This approach is explained in Unit [Cardinal Arithmetics – in preparation].

### Elementary Properties of the $n$th power:

Proposition. (a) We have

m^0 = 1 \mbox{ for all } m \in \mathbb{N}_0.

(b) We have

m^1 = m \mbox{ for all } m \in \mathbb{N}_0.

(c) We have

m^{n + 1} = m^n \cdot m \mbox{ for all } m, n \in \mathbb{N}_0.

Theorem. (a) We have

(km)^n = k^n \cdot m^n \mbox{ for all } k, m, n \in \mathbb{N}_0.

(b) We have

k^{m + n} = k^m \cdot k^n \mbox{ for all } k, m, n \in \mathbb{N}_0.

(c) We have

(k^m)^n = k^{mn} \mbox{ for all } k, m, n \in \mathbb{N}_0.

Proposition. Let $x$, $m$ and $n$ be three natural numbers.

(a) If $x^m = 0$, then we have $m \neq 0$ and $x = 0$.

(b) If $x^m = 1$, then we have $m = 0$ or $x = 1$.

(c) If $x^m = x^n$, then we have $x = 0$ or $x = 1$ or $m = n$.

Remark. Note that it will follow from Proposition [#nst-prop-nz-exponentiation-2] that the equation $x^n = y^n$ implies that $n = 0$ or $x = y$.

## Factorial of n and the Fibonacci Numbers

For the recursive definition of some functions the process described in Theorem [#nst-th-natural-numbers-recursion-theorem] has to be extended. We will present two examples, the factorial $n!$ of a natural number $n$ (see Example [#nst-ex-factorial]) and the Fibonacci numbers (see Example [#nst-ex-fibonacci]).

════════

## Given instruction
In the passage on powers of natural numbers, what does the remark give as the basis for the claim that $x^n = y^n$ implies $n = 0$ or $x = y$?

## Given material
════════

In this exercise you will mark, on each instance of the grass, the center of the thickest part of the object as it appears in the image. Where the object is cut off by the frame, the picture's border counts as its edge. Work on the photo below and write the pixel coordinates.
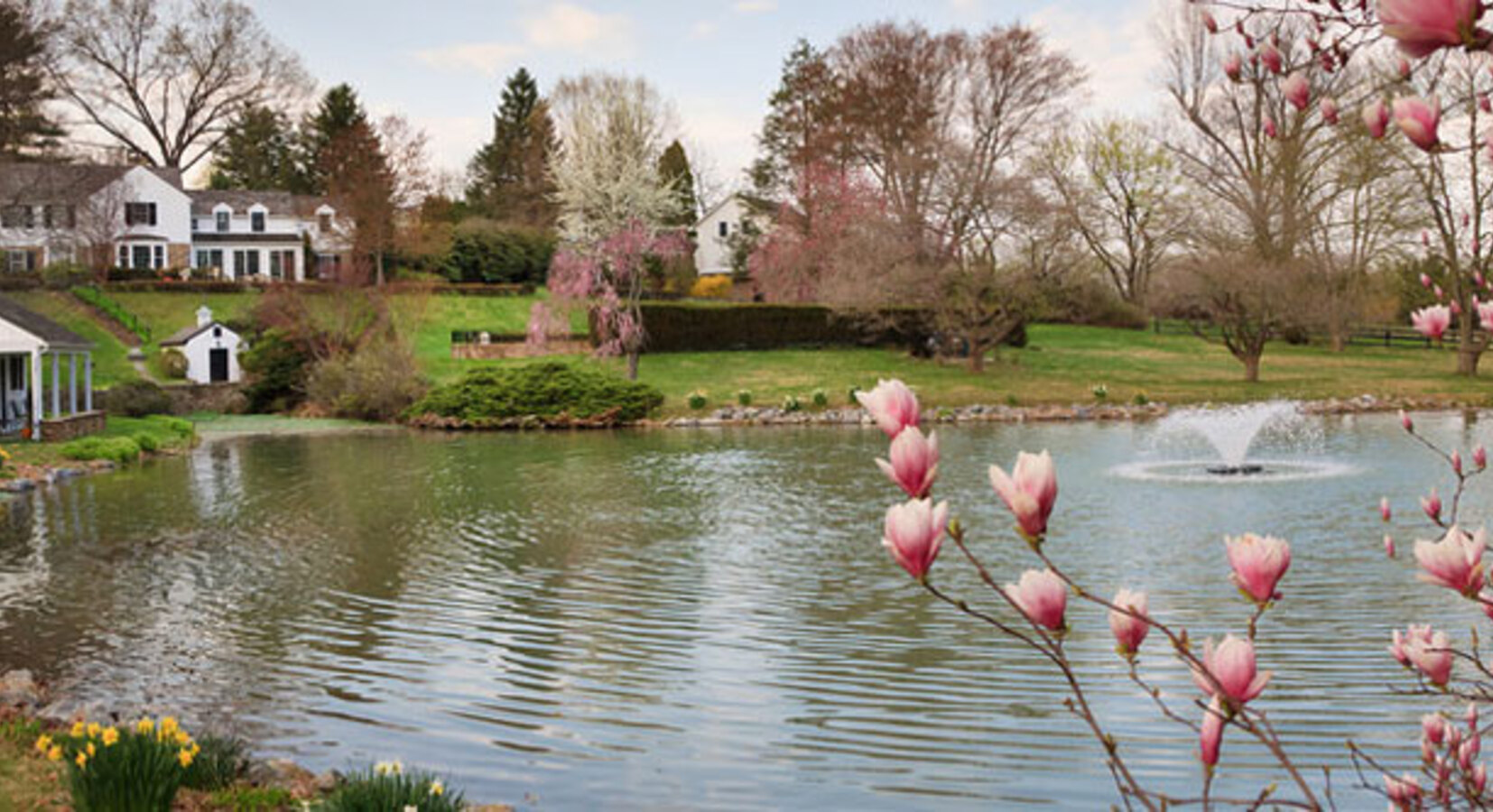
(1062, 364)
(111, 362)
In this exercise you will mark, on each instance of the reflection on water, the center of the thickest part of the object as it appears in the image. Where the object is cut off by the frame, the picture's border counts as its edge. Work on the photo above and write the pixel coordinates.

════════

## Solution
The remark says this implication will follow from a proposition cited there by reference, not from the results stated in the passage itself.